These possible outcomes occur randomly. The chance remains the same in every pregnancy and is the same for boys and girls.
Figure 2 illustrates autosomal recessive inheritance. The example below shows what happens when both dad and mum is a carrier of the abnormal gene, there is only a 25% chance that they will both pass down the abnormal gene to the baby, thus causing a genetic condition.
Figure 2. Sandhoff disease autosomal recessive inheritance pattern
People with specific questions about genetic risks or genetic testing for themselves or family members should speak with a genetics professional.
Resources for locating a genetics professional in your community are available online:
- The National Society of Genetic Counselors (https://www.findageneticcounselor.com/) offers a searchable directory of genetic counselors in the United States and Canada. You can search by location, name, area of practice/specialization, and/or ZIP Code.
- The American Board of Genetic Counseling (https://www.abgc.net/about-genetic-counseling/find-a-certified-counselor/) provides a searchable directory of certified genetic counselors worldwide. You can search by practice area, name, organization, or location.
- The Canadian Association of Genetic Counselors (https://www.cagc-accg.ca/index.php?page=225) has a searchable directory of genetic counselors in Canada. You can search by name, distance from an address, province, or services.
- The American College of Medical Genetics and Genomics (http://www.acmg.net/ACMG/Genetic_Services_Directory_Search.aspx) has a searchable database of medical genetics clinic services in the United States.
Sandhoff disease symptoms
Infants with the classic form of Sandhoff disease typically appear normal until the age of 3 to 6 months when their development slows and muscles used for movement weaken. Affected infants typically lose motor skills such as turning over, sitting, and crawling. They may also develop an exaggerated startle reaction to loud noises. As the disease progresses, children with Sandhoff disease may experience seizures, vision and hearing loss, intellectual disability, and paralysis. An eye abnormality called a cherry-red spot, which can be identified through an eye examination, is characteristic of this disorder. Some affected children also have an enlarged liver and spleen, frequent respiratory infections, or bone abnormalities 4. Children with the severe infantile form of Sandhoff disease usually live only into early childhood 4.
Forms of Sandhoff disease where the symptoms develop after infancy are very rare. Signs and symptoms can begin in childhood, adolescence, or adulthood and are usually milder than those seen with the infantile form. Characteristic features include muscle weakness, loss of muscle coordination (ataxia) and other problems with movement, speech problems, and mental illness. These signs and symptoms vary widely among people with late-onset forms of Sandhoff disease 4.
Infantile Sandhoff disease
The most common type of Sandhoff disease causes rapidly progressing mental and motor decline in infancy. Within the first six months of life, infants with Sandhoff disease will experience weakness. They lose skills like turning over, sitting, and crawling. They can also have trouble with feeding, overreaction to loud sudden noises, delayed speech, early blindness, seizures, heart murmur, and continuously tight muscles (spasticity). A doctor may notice red spots in the back of the eye (cherry-red spots of the macula) and an abnormal reflex of the foot that indicates damage to the nervous system (the Babinski reflex). Other signs of Sandhoff disease can include a large head (macrocephaly) and unique facial features. Infants with this form of Sandhoff disease usually do not live past 2-5 years.

• _Stored data_
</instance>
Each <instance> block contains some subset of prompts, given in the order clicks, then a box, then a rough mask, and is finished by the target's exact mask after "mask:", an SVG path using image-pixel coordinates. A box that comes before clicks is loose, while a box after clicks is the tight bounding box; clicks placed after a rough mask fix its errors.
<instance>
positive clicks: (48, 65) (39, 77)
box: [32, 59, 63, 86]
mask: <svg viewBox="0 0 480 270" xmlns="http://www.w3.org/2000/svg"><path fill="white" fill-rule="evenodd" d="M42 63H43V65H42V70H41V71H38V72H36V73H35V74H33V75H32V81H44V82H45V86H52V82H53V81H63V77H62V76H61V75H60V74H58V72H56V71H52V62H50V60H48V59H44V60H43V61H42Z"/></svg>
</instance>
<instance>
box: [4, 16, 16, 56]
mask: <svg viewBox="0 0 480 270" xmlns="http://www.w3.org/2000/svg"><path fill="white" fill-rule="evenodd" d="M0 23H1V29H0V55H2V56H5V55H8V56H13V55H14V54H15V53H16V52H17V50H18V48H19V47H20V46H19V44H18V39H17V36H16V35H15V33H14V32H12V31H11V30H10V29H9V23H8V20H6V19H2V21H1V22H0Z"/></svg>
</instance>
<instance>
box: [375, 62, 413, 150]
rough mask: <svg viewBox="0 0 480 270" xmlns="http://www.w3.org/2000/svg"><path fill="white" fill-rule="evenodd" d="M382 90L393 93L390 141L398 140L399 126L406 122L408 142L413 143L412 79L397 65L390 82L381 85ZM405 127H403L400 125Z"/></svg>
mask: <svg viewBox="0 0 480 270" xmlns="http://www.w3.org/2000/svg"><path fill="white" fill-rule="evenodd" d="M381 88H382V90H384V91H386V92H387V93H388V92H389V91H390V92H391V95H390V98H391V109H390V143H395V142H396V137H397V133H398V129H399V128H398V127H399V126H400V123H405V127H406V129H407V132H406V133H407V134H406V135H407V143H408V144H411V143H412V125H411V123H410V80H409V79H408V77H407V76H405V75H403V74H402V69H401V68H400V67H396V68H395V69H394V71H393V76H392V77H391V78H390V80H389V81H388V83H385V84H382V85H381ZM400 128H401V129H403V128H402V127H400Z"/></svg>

• _What you will do_
Write out everything in the Sandhoff disease text above, from "Figure 2. Sandhoff" down to "and/or ZIP Code.", word for word.

• _Response_
Figure 2. Sandhoff disease autosomal recessive inheritance pattern
People with specific questions about genetic risks or genetic testing for themselves or family members should speak with a genetics professional.
Resources for locating a genetics professional in your community are available online:
- The National Society of Genetic Counselors (https://www.findageneticcounselor.com/) offers a searchable directory of genetic counselors in the United States and Canada. You can search by location, name, area of practice/specialization, and/or ZIP Code.